| Pokazany fragment |
^^^^^^^^
Atmosferę tego weekendu dobrze pokazują nagrania, które publikuje „Tygodnik Podhalański”. Na jednym z filmów widać tłum osób rozstępujący się przed policją. Z megafonu płynie komunikat: „Uwaga, uwaga. Policja informuje - mamy stan epidemii. Znajdujesz się w strefie, w której obowiązuje nakaz zasłaniania nosa i ust w przestrzeni publicznej”. Pojawia się także informacja o konsekwencjach karnych wobec osób, które nie przestrzegają obostrzeń. Równocześnie w kadrze widać spacerowiczów idących w dużych gromadach, często bez maseczek.
Awantury, bójki i taniec na Krupówkach
Nie inaczej było w nocy z piątku na sobotę. Zakopiańska policja informowała o licznych interwencjach. - Bójki, awantury, nieporozumienia, najwięcej było tego właśnie w hotelach i pensjonatach, bo ludzie przesadzili z alkoholem – relacjonował asp. sztab. Roman Wieczorek z zakopiańskiej policji.
^^^^^^^^
| Dane wejściowe |

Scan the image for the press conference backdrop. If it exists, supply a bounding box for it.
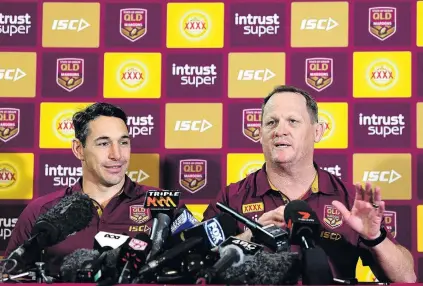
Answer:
[0,0,423,281]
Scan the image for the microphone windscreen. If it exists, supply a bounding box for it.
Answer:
[60,248,100,282]
[32,192,93,246]
[219,251,301,285]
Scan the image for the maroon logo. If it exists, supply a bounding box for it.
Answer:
[369,7,397,41]
[0,108,20,142]
[383,211,397,237]
[120,8,147,42]
[129,205,150,224]
[56,58,84,92]
[305,58,333,91]
[179,159,207,194]
[242,108,261,143]
[323,205,342,229]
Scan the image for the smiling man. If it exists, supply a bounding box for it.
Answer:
[5,103,163,276]
[204,86,416,282]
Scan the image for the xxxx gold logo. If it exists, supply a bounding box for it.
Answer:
[180,11,211,41]
[0,163,18,189]
[53,110,75,141]
[318,110,335,141]
[366,60,398,90]
[240,161,263,179]
[117,61,148,91]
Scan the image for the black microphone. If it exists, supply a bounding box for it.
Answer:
[8,192,93,264]
[216,202,289,251]
[117,233,152,284]
[60,248,100,283]
[196,244,244,284]
[147,213,171,261]
[167,213,237,250]
[284,200,334,285]
[219,250,301,285]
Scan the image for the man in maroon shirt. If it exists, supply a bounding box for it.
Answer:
[5,103,158,275]
[204,86,416,282]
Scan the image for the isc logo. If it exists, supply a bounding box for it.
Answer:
[363,170,401,184]
[0,68,26,81]
[51,19,91,32]
[301,18,339,31]
[175,119,213,132]
[238,69,276,82]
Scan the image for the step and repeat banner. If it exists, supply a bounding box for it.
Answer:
[0,0,423,281]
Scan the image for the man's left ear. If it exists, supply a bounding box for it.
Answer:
[72,138,85,161]
[314,122,325,143]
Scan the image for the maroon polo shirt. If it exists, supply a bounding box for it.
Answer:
[5,176,159,275]
[204,164,397,279]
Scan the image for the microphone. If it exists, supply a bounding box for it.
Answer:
[7,192,93,264]
[219,250,301,285]
[170,209,200,235]
[284,200,333,285]
[94,231,130,252]
[168,213,242,250]
[216,202,289,252]
[60,248,100,283]
[196,245,244,284]
[117,233,152,284]
[147,213,171,261]
[220,236,264,255]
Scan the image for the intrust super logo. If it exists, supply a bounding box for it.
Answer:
[315,102,348,149]
[40,102,90,148]
[354,103,411,148]
[0,153,34,200]
[104,53,161,98]
[353,153,411,200]
[353,52,411,97]
[167,3,224,48]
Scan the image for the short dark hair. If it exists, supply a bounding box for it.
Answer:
[72,102,127,147]
[261,85,319,123]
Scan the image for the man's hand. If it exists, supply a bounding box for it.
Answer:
[332,183,385,240]
[258,205,285,227]
[236,206,285,241]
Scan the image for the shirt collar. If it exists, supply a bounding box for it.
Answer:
[70,175,137,198]
[256,162,335,197]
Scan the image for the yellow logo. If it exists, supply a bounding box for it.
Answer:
[242,202,264,214]
[117,61,148,91]
[367,60,399,90]
[40,102,91,149]
[180,10,212,41]
[0,153,34,200]
[226,153,264,185]
[318,110,335,141]
[353,52,411,98]
[166,3,224,48]
[315,102,348,149]
[103,53,162,98]
[53,110,75,142]
[0,162,18,189]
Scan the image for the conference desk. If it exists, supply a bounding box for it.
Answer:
[7,282,422,286]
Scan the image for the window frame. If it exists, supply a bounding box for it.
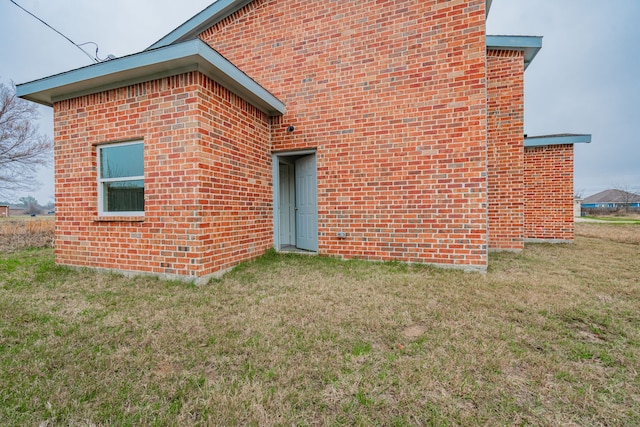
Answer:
[96,139,145,217]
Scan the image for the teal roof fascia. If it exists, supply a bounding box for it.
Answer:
[16,39,285,115]
[154,0,493,50]
[147,0,253,50]
[485,0,493,16]
[524,134,591,147]
[487,36,542,70]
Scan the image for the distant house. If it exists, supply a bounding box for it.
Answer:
[16,0,591,282]
[582,190,640,209]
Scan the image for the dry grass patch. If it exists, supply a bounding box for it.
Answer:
[0,224,640,426]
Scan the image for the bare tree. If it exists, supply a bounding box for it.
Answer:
[0,82,53,201]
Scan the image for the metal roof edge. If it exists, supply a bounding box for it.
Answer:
[486,35,542,70]
[524,134,591,147]
[16,39,285,115]
[146,0,253,50]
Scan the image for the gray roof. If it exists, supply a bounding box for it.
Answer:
[582,190,640,205]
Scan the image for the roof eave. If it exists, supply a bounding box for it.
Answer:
[486,35,542,70]
[524,134,591,147]
[485,0,493,16]
[147,0,253,50]
[16,40,285,115]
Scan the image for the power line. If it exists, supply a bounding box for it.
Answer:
[9,0,100,63]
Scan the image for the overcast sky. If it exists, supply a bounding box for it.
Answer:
[0,0,640,204]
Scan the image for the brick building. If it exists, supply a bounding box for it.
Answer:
[17,0,590,282]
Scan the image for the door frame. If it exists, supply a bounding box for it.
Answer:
[271,149,318,253]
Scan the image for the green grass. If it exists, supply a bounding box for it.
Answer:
[583,216,640,225]
[0,224,640,426]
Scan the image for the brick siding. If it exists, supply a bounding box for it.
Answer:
[487,50,524,250]
[54,72,272,278]
[201,0,487,269]
[524,144,574,242]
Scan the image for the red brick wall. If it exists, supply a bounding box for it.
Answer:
[487,50,524,250]
[201,0,487,268]
[524,144,574,241]
[54,73,271,278]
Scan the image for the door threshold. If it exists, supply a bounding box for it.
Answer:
[278,245,318,255]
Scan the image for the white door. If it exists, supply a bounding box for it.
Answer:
[295,154,318,252]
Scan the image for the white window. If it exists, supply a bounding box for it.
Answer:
[98,141,144,216]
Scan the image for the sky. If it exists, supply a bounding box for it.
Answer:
[0,0,640,204]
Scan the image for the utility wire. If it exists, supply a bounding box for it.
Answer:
[9,0,100,63]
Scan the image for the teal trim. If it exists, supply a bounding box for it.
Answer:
[16,39,285,115]
[486,36,542,70]
[147,0,253,50]
[524,134,591,147]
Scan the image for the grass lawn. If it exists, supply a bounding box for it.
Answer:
[0,224,640,426]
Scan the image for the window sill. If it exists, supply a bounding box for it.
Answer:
[93,215,144,222]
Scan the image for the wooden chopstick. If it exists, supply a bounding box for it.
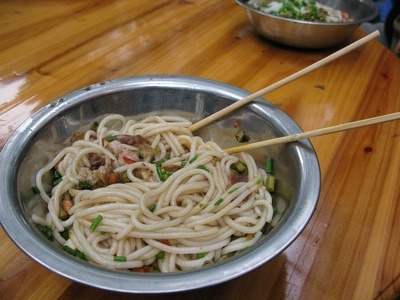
^^^^^^^^
| Zadane polecenie A |
Wymień wszystkie rodzaje zdarzeń, które asp. sztab. Roman Wieczorek wylicza w swojej wypowiedzi w tekście o weekendzie w Zakopanem.
| Zadane polecenie B |
Przytocz wiersze wpisów od samego początku wpisów aż do wiersza zawierającego „[323,205,342,229]” włącznie. Pomiń obrazy.

| Gotowa odpowiedź A |
bójki, awantury, nieporozumienia

| Gotowa odpowiedź B |
Scan the image for the press conference backdrop. If it exists, supply a bounding box for it.
Answer:
[0,0,423,281]
Scan the image for the microphone windscreen. If it exists, supply a bounding box for it.
Answer:
[60,248,100,282]
[32,192,93,246]
[219,251,301,285]
Scan the image for the maroon logo. If it exists, supply a bounding box for it.
Answer:
[369,7,397,41]
[0,108,20,142]
[383,211,397,237]
[120,8,147,42]
[129,205,150,224]
[56,58,84,92]
[305,58,333,91]
[179,159,207,194]
[242,108,261,143]
[323,205,342,229]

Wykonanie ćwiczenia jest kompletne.